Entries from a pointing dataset
● ● ● ● ● ● ●

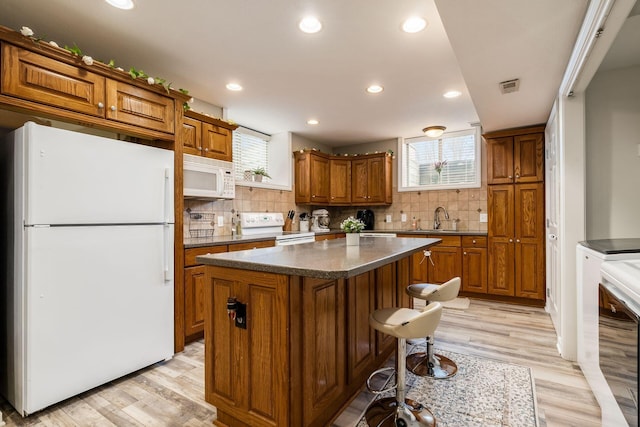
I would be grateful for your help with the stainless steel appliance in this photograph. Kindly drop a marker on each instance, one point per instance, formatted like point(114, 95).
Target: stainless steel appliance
point(367, 217)
point(206, 178)
point(320, 220)
point(618, 330)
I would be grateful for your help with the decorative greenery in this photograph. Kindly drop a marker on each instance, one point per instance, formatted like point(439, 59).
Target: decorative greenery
point(260, 171)
point(352, 225)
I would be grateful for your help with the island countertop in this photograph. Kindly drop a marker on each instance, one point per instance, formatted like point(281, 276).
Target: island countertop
point(328, 259)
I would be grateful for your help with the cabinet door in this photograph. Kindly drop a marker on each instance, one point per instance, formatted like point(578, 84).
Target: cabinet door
point(376, 188)
point(139, 107)
point(447, 264)
point(217, 142)
point(340, 173)
point(500, 205)
point(319, 169)
point(37, 78)
point(360, 336)
point(359, 181)
point(500, 160)
point(192, 136)
point(386, 296)
point(474, 270)
point(194, 300)
point(528, 158)
point(530, 239)
point(501, 266)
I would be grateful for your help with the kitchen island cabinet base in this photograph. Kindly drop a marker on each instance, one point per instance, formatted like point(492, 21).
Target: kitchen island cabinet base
point(307, 348)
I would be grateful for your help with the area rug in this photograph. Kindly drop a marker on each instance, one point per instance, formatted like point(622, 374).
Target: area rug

● ● ● ● ● ● ●

▶ [Directions] Retype the lines above word for word, omitting the pictures.

▶ [Correct response]
I would be grateful for your help with the stainless steel appliance in this photograph. Kindly drop a marker on each instance, one point per instance, formatted like point(114, 95).
Target: stainless steel appliance
point(367, 217)
point(206, 178)
point(320, 220)
point(618, 330)
I would be grateful for your help with the decorative greenery in this photograph. Kindly drop a marker on each instance, one point per instance, formatted like point(439, 59).
Target: decorative greenery
point(260, 171)
point(352, 225)
I would be grateful for your help with the island countertop in this photograph. Kindly drop a marker on each instance, one point per instance, formatted like point(281, 276).
Target: island countertop
point(328, 259)
I would be grateful for your help with the cabinet door in this photograph. Kindly drop a marker on each instance, one point per instance, formatted like point(578, 84).
Target: cabinet door
point(376, 188)
point(139, 107)
point(447, 264)
point(217, 142)
point(340, 173)
point(500, 205)
point(319, 169)
point(37, 78)
point(360, 336)
point(359, 181)
point(500, 160)
point(192, 136)
point(386, 296)
point(474, 270)
point(194, 300)
point(528, 158)
point(530, 239)
point(501, 266)
I would be grateful for your help with the kitchen island cabinet base in this photograph. Kindly drop a marker on each instance, one point per instance, formatted like point(492, 21).
Target: kitchen island cabinet base
point(307, 348)
I would be grateful for your help with the area rug in this photograph. Kindly drop a marker on each instance, one point per instance, formatted like point(622, 374).
Target: area rug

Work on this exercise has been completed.